=== DIRECTIONS FOR THIS TASK ===
Continue the article on how high school choral programs are structured, picking up right after its last sentence.

=== TEXT SECTION ===

• • • • •

Recognizing the fundamental flaws of most High School Choral Program in the U.S.:

There is a consistency in the structure of many, if not most High School Choral Programs throughout the United States. While the set-ups may appear to differ significantly on the surface, the bare-bones program structure as well as the underlying objectives for the overall participating students remain consistent.

 This article is intended to clarify the freshly coined phrases that have been using throughout my series of blogs on the Choral Caste System. It is my hope that we, as a choral community, will be able to reflect on each phrase and decide if and how it speaks to each of us and our individual programs.

“The Best” vs “The Rest” is the most common set-up for high schools choral programs throughout the United States. The goal of this set-up is to feature the elite singers as much as possible in “The Best”, our “select” ensemble. This system is usually set-up for the majority of average to below-average singers to leave the program after their first year of high school choral experience. The first-year members of the program along with the remaining rejected upperclassmen usually fill “The Rest”, the “non-select” ensemble.

There are some variations of this set-up, but the key component to this structure is removing the strongest singers from everyone else for the daily rehearsals. If “the best” singers are missing from “the rest” of the singers, no matter how the program is structured, it is considered to be “The Best” vs “The Rest” structure.


Self-Assessment Rehearsal Participation Rubric(s)


Here are two examples of set-ups that would qualify as “The Best” vs “The Rest”:

1. Students audition when entering the high school.  The elite incoming 1st year students are placed in a select ensemble alongside the previously selected upperclassmen.  All other students remain in an un-auditioned group.

• • • • •

=== INFORMATION SUPPLIED ===
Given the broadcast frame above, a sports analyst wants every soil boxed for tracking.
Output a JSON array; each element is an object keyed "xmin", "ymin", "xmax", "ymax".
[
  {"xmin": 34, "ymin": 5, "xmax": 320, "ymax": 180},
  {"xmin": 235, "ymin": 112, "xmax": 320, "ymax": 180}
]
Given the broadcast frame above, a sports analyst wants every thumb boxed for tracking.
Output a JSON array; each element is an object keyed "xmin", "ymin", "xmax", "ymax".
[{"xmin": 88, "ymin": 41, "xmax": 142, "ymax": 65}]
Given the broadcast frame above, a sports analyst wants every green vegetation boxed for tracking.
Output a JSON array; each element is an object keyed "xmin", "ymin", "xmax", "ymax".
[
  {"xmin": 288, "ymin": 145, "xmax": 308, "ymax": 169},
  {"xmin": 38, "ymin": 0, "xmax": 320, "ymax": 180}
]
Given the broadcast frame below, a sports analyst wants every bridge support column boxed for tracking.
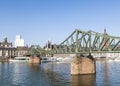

• • • • •

=== EXERCISE RESPONSE ===
2. All 1st year students are placed in one group.  At the end of the year, the students audition and the very best 1st year students are selected into the older, select ensemble.  All rejected students are permitted to remain in the 1st year choir, but most usually choose to drop.

In both of these examples, the elite singers may also serve as “ringers” and enhance the sound of un-auditioned at their concert; they would learn the un-auditioned group’s repertoire in addition to their select program within their separate rehearsal.  While this adds extra “quality” sound to please the audience, it demoralizes the members of the un-auditioned group who had rehearsed for months without these elite singers.

Different schools may have more complicated structural set-ups that still breed the same result. For example, a larger choral program may have 3 ensembles: a choir of all new members followed by an audition where students are either chosen into a select group or if they are rejected, are then placed into a non-select group that is devoid of fine singers. Another school may have a non-select women’s group and a non-select men’s group with no elite singers enrolled; the elite students are placed in their own select ensemble instead. A final example is a school with a non-select mixed ensemble with no elite singers; this high school then places the elite singers into a high-level men’s ensemble and high-level women’s ensemble.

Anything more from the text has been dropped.